Stored entries
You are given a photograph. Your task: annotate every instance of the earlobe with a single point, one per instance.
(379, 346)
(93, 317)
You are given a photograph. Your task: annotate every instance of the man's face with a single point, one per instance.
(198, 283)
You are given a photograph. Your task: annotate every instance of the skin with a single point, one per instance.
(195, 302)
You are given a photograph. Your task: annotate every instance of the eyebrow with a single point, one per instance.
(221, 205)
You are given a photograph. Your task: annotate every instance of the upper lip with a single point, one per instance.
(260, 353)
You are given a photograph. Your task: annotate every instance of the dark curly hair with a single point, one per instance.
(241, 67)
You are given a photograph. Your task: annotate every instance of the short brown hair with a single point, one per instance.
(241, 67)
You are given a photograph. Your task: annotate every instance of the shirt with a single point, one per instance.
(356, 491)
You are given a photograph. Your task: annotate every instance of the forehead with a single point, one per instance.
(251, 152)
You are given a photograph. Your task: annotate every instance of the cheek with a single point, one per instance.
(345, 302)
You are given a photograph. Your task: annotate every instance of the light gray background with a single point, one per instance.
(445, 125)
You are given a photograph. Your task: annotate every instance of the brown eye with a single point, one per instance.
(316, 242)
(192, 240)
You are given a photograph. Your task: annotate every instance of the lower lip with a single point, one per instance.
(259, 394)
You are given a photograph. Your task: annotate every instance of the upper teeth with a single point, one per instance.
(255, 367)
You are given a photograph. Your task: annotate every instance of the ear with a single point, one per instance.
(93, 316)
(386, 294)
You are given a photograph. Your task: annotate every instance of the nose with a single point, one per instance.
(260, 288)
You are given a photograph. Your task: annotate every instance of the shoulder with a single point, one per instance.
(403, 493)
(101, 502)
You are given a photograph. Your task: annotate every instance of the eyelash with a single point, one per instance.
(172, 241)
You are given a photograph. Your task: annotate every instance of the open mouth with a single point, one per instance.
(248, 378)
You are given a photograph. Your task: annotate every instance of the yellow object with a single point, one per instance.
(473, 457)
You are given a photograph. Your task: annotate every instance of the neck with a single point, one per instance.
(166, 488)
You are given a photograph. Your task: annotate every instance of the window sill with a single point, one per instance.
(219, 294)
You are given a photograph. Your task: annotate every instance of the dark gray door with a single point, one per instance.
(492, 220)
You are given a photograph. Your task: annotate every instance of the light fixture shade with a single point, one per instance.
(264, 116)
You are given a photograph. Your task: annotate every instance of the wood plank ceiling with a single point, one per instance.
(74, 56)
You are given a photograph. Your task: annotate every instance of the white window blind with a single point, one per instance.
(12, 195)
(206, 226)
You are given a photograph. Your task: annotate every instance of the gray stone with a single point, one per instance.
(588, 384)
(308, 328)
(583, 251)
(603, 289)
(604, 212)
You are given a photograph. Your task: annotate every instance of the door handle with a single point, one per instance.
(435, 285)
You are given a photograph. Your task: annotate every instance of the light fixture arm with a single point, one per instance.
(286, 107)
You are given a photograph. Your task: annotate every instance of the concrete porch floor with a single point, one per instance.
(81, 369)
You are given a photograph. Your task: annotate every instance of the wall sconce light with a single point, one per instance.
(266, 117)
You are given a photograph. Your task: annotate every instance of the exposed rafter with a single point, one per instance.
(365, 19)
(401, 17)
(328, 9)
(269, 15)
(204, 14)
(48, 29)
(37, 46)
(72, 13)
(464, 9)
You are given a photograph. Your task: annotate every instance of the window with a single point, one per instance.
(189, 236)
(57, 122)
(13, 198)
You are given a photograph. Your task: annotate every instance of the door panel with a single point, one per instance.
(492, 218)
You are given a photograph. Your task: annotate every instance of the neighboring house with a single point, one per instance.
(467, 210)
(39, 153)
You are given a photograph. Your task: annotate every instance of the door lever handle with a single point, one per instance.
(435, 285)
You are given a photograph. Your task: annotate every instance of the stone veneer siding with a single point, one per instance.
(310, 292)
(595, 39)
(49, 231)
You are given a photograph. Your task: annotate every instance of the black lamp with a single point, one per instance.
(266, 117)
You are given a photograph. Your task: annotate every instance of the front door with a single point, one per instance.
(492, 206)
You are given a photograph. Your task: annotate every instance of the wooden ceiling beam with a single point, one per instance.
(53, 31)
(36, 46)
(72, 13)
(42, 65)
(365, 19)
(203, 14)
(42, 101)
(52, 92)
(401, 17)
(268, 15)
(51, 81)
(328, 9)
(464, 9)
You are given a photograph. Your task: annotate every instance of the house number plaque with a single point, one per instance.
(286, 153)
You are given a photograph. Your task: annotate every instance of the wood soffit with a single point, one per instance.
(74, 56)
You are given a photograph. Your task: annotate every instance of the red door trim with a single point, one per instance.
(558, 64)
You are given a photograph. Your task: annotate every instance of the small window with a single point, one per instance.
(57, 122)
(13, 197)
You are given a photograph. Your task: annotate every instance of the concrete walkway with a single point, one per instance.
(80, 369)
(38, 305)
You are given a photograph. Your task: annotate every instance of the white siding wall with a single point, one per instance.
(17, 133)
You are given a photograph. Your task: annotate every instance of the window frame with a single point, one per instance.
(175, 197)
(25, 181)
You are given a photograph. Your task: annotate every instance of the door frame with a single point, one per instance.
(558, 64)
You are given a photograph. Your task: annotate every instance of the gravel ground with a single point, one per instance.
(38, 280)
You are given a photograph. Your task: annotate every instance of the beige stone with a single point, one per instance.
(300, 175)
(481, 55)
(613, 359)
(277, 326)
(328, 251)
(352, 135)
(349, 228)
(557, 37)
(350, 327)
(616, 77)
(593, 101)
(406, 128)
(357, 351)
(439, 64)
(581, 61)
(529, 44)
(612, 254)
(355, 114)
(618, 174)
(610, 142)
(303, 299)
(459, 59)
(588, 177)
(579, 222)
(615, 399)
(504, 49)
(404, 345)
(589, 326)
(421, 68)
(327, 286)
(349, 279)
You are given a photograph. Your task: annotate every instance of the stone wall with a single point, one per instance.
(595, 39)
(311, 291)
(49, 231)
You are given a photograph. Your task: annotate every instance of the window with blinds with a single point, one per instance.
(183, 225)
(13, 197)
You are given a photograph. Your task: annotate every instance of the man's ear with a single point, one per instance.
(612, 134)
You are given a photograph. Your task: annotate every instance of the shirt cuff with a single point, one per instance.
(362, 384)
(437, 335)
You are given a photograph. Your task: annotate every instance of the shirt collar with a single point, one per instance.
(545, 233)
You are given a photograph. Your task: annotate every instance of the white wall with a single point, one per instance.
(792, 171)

[Prompt]:
Everything from the line containing "the man's ear" to the end of the records must be written out exactly; include both of those lines and no others.

[Solution to this problem]:
You are given a photograph. Your task: annotate every instance of the man's ear with a single point, one per instance.
(612, 134)
You are given a photograph. Your task: annotate every instance of the shirt cuff with a single point, one per instance.
(362, 384)
(437, 335)
You are given a photograph. Your task: annotate every instance of the shirt collar with a single point, one per instance.
(545, 233)
You are given a photograph. Your task: annotate every instance of the white wall with a single point, one per instance.
(792, 171)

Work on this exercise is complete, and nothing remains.